#### Richiesta a
Quali righe dei record contengono la parola "guideline"? Selezionale e copiale tutte.

#### Testo da leggere
È successo a me: mi sono ritrovata a ripercorrere i vicoli, le strade, le piazze, sempre caldissime, ma oggi anche affollatissime, in uno stato di completo stupore. Sì, perché solo di stupore si può parlare quando davanti all’ingresso dei mitici Ateliers SNCF (antichi depositi della società ferroviaria francese, adattati a sale espositive dei Rencontres) ci troviamo davanti ad un immenso cantiere verticale e a stentare di riconoscere i vecchi capannoni dismessi, oggi quasi tutti elegantemente restaurati, che ci fanno sognare ad occhi aperti.
È l’ultima avventura di Maja Hoffmann, mecenate di 56 anni, svizzera, che nel 2018 doterà la piccola città di Arles di un efficace dispositivo per la produzione mondiale dell’arte contemporanea. La Fondazione, un’altra tra le mille che sorgono continuamente, si chiama LUMA (acronimo dalle iniziali del padre, Luc, e del suo nome Maja) e avrà come sede, segno di riconoscimento forte, un edificio a forma di torre, in vetro ed acciaio, alto 56 metri, concepito da Frank Gehry, l’architetto star del Guggenheim di Bilbao. Maja finanzia questo progetto, visivamente dantesco, con un budget non ben specificato compreso tra i 110 e i 150 milioni di euro.

#### Richiesta b
Aggiorna il brano sulla fondazione di Arles, tutto da "È l’ultima avventura" giù fino a "milioni di euro.", scrivendo "alluminio" al posto di "acciaio".

#### Dati disponibili

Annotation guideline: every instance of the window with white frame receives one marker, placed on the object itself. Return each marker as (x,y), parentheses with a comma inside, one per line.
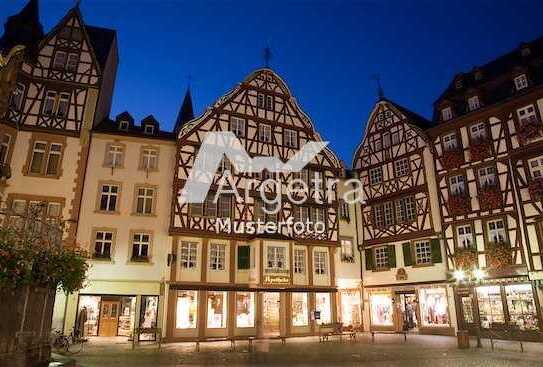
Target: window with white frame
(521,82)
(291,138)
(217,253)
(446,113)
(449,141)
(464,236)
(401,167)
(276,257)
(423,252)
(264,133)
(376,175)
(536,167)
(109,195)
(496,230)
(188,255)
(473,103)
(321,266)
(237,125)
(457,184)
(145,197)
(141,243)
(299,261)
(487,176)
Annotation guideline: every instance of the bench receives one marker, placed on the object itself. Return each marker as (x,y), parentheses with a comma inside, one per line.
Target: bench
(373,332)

---

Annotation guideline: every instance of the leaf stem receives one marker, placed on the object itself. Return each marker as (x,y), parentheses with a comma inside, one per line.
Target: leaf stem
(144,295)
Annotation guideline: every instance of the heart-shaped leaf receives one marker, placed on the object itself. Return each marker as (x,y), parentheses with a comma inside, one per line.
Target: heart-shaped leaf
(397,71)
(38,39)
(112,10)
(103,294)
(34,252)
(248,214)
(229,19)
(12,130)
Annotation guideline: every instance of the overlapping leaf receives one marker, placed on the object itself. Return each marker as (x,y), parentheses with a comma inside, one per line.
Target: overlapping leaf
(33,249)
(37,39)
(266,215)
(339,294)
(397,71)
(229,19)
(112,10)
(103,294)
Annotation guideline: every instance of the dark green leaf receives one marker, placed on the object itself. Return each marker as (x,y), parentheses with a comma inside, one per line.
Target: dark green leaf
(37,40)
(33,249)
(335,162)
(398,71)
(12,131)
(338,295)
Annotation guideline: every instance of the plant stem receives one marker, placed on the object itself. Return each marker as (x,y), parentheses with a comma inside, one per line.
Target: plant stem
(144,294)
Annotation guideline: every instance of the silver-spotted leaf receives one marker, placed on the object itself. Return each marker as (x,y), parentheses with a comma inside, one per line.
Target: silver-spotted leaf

--

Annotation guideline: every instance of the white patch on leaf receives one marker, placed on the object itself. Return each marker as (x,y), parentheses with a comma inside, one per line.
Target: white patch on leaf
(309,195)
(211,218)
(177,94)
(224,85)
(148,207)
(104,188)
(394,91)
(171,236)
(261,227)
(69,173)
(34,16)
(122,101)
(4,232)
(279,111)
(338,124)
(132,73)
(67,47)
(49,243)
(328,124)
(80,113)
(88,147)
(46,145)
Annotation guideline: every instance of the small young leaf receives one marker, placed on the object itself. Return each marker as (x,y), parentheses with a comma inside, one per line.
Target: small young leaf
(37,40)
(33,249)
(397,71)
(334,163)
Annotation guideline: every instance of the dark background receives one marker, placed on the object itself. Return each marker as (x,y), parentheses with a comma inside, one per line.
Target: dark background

#### Risposta a
Annotation guideline: every instance of the window with white frame receives one marker, placed on the object itself. Return each marker as (x,y), parentheses with a comma inside, one per line.
Annotation guideline: every instance of the bench receives one marker, placed on the object itself. Return each marker as (x,y), parentheses with a comma inside, one per line.
Annotation guideline: every instance of the leaf stem receives one marker, placed on the object itself. Return each marker as (x,y), parentheses with a comma inside, one per line.
Annotation guideline: every instance of the heart-shaped leaf receives one marker, placed on the object itself. Return each marker as (x,y), parentheses with a comma inside, one per line.
Annotation guideline: every instance of the overlapping leaf receives one marker, placed on the object itself. Return each marker as (x,y), parentheses with a comma inside, one per line.
Annotation guideline: every instance of the dark green leaf receives one marker, placed on the object itself. Return each marker as (x,y), parentheses with a comma inside, one per line.
Annotation guideline: every instance of the plant stem receives one marker, placed on the object itself. Return each marker as (x,y), parentheses with a comma inside, one per line.
Annotation guideline: every instance of the silver-spotted leaf receives one marker, placed on the object itself. Return each marker as (x,y), parentheses with a comma inside, one per line.
Annotation guideline: every instance of the white patch on leaf receives one marker, placed on the object itself. Return each marker as (x,y), parentheses with a comma inside, one per line.
Annotation guideline: every instance of the small young leaf receives one marker, placed on the object itself. Return each marker as (x,y), parentheses with a comma inside, one per line.
Annotation guideline: every instance of the dark background receives one marker, placed on the object itself. Return each marker as (x,y), parentheses with a comma inside, one per line.

#### Risposta b
È l’ultima avventura di Maja Hoffmann, mecenate di 56 anni, svizzera, che nel 2018 doterà la piccola città di Arles di un efficace dispositivo per la produzione mondiale dell’arte contemporanea. La Fondazione, un’altra tra le mille che sorgono continuamente, si chiama LUMA (acronimo dalle iniziali del padre, Luc, e del suo nome Maja) e avrà come sede, segno di riconoscimento forte, un edificio a forma di torre, in vetro ed alluminio, alto 56 metri, concepito da Frank Gehry, l’architetto star del Guggenheim di Bilbao. Maja finanzia questo progetto, visivamente dantesco, con un budget non ben specificato compreso tra i 110 e i 150 milioni di euro.